▶ **Set task 1**: According to the RapidMiner video tutorial post, from which port of the validation operator can the estimate of model performance be taken?

>> Start Extract provided

In this video I discuss how to use a cross and simple validation operator to split your training data into two sets: training and validation data sets. I also highlight the new intuitive “quick fix” error solution suggestions in Rapidminer 5.0. Enjoy!
Video download link (HQ): Rapidminer 5.0 Video Tutorial #3
See the Rapidminer 5.0 Video Tutorial #2 post for the data files used in this video
Hi Thomas,
as always a really great video! I look forward to see the next videos of you and I am glad that you consider to provide your and the RapidMiner community such a great ressource. Thanks for that! I have linked your blog entries and your YouTube channel on our video tutorial web site for the first three videos.
I have a small comment on this video which might help some of the readers: After the single split / cross validation was performed the estimation of the model perfomance can be taken from the "average" port (avg) of the validation operator. Just connect the "avg" port to another result port at the right border of the process and together with the predictions of the model also the estimation of correctness will be reported. But don't expect this correctness estimation to be too high for the default model ;-)

>> End Extract provided
>> Start Records to use

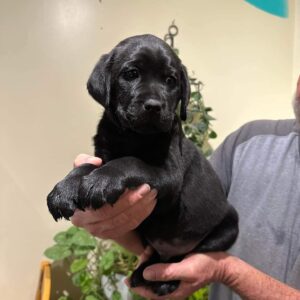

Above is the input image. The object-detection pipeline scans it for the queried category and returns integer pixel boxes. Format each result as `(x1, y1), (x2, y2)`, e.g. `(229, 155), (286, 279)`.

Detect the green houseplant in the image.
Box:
(45, 23), (216, 300)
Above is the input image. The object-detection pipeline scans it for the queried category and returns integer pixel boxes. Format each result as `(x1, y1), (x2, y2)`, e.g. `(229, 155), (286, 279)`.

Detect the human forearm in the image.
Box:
(222, 255), (300, 300)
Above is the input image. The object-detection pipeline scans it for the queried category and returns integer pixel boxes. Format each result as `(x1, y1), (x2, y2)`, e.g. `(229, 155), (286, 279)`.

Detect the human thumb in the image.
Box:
(143, 263), (180, 281)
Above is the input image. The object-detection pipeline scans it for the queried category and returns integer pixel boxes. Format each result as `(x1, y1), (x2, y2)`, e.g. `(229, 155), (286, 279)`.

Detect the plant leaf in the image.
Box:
(53, 231), (71, 246)
(112, 291), (122, 300)
(99, 251), (115, 274)
(70, 258), (88, 273)
(44, 245), (72, 260)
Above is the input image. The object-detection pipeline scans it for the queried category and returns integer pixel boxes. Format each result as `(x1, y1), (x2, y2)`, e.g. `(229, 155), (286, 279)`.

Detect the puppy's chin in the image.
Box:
(293, 96), (300, 123)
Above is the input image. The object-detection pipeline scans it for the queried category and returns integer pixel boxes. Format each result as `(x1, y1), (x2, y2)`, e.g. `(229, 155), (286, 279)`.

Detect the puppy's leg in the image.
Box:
(194, 206), (239, 252)
(130, 252), (182, 296)
(47, 164), (97, 221)
(78, 157), (180, 209)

>> End Records to use

▶ **Set task 2**: Return every line of the rows that contains the string "puppy".

▶ **Solution 1**: The "average" port (avg).

▶ **Solution 2**:
Detect the puppy's chin in the image.
Detect the puppy's leg in the image.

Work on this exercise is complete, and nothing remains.